Object location annotation data
-- Begin --
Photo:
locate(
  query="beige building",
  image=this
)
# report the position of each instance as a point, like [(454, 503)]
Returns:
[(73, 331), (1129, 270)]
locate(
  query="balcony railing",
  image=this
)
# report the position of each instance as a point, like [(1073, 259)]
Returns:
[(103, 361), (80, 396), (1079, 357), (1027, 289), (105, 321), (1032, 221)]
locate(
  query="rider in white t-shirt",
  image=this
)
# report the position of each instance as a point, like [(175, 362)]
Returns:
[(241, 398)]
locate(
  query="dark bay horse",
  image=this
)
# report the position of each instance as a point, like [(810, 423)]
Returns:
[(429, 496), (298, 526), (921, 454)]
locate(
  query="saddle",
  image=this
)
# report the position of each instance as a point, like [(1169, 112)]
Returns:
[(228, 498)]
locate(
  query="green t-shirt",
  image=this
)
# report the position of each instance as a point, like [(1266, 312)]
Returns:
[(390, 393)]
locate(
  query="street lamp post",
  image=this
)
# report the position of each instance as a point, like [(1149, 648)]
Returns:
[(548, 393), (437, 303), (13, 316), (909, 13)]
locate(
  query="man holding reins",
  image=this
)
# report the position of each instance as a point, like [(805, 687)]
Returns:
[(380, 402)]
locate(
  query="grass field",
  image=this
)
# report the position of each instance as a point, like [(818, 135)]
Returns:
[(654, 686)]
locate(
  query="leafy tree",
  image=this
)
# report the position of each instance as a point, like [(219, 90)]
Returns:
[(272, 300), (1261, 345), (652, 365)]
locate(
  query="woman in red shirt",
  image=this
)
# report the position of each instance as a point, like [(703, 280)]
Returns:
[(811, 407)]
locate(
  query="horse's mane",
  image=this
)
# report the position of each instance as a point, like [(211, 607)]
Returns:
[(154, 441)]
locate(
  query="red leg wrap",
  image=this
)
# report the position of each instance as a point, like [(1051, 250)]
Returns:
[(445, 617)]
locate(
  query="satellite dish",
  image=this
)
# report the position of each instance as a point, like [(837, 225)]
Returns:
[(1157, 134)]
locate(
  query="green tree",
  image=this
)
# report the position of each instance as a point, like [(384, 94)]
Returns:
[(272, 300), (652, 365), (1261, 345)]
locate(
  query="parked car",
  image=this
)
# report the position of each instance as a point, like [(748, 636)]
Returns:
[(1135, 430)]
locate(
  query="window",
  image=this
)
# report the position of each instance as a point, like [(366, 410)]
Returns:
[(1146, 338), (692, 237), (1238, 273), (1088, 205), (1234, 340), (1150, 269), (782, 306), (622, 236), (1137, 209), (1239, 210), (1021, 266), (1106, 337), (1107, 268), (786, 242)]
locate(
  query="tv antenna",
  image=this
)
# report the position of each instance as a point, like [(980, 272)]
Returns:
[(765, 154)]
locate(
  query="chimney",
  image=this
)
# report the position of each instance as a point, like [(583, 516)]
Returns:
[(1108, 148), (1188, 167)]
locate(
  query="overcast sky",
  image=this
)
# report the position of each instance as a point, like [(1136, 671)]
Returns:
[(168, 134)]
-- End --
• What you should do
Copy all the lines, exactly.

• The result
Photo:
locate(
  query="beige building",
  image=this
)
# report the position of each instance as a point, like [(454, 503)]
Returns:
[(73, 331), (1129, 270)]
locate(
  query="balcony railing",
  image=this
)
# report the position of each instance as a point, like [(1073, 259)]
Returns:
[(103, 361), (80, 396), (1079, 357), (1027, 289), (105, 321), (1032, 221)]
locate(
  query="rider in white t-shirt",
  image=this
)
# report the position of each instance as a point, like [(175, 362)]
Returns:
[(241, 398)]
locate(
  query="dark bay horse",
  image=this
)
# report the position of each instance as a point, like [(810, 423)]
Returns:
[(429, 496), (298, 526), (921, 454)]
locate(
  query="saddle",
  image=this
)
# report the position of each instance as a point, like [(1169, 112)]
Returns:
[(228, 498)]
locate(
  query="green t-shirt",
  image=this
)
# report the position of each instance as a point, like [(1266, 312)]
Returns:
[(390, 393)]
locate(
  query="street lamp post",
  image=this
)
# report the position of each instance as a point, like [(1149, 648)]
Returns:
[(548, 393), (437, 303), (13, 316), (909, 13)]
locate(
  query="man holding reins",
  image=this
)
# report the position of each instance as a point, like [(805, 687)]
Returns:
[(380, 402)]
locate(
  query="grass field",
  image=this
)
# report the position of each instance as a point, like [(818, 135)]
Returns:
[(654, 686)]
locate(
  query="leafy tree",
  image=this
)
# report the position of each instance as a point, like [(219, 90)]
Returns:
[(272, 300), (1261, 345), (652, 365)]
locate(
  query="woman in red shirt",
  image=this
)
# report the position of each instance as a point, like [(703, 280)]
Returns:
[(811, 407)]
locate(
  query="horse's mane",
  image=this
)
# report the position of each instance as a point, like [(211, 607)]
Returns:
[(154, 441)]
locate(
  query="red leg wrap",
  image=this
)
# report the position of each instance as a point, like [(1051, 250)]
Returns:
[(445, 617)]
locate(
  query="satellite dish",
  image=this
)
# report the position of each instance as a point, like [(837, 225)]
Returns:
[(1157, 134)]
locate(
  query="green tree",
  image=this
)
# report the position of each instance as a point, like [(384, 94)]
Returns:
[(272, 300), (652, 365), (1261, 345)]
locate(
  query="parked car",
  image=this
)
# report the position of each instance as a point, like [(748, 636)]
Returns:
[(1135, 430)]
locate(
  query="window",
  image=this
)
# report the position of each instance as a point, like [(366, 410)]
Returns:
[(1146, 338), (692, 237), (1238, 273), (1088, 205), (1234, 340), (1150, 269), (782, 306), (622, 236), (1137, 209), (1239, 210), (1021, 266), (1106, 337), (1107, 268), (786, 242)]
locate(
  query="tv antenna",
  image=this
)
# report the position of each instance as a point, like [(980, 272)]
Returns:
[(765, 154)]
locate(
  query="chimney",
  image=this
)
# report the position of each instance as a point, like [(583, 516)]
Returns:
[(1108, 148), (1188, 167)]
locate(
  query="overcast sky",
  image=this
)
# report the position of each instance as a point, like [(1136, 671)]
Returns:
[(168, 134)]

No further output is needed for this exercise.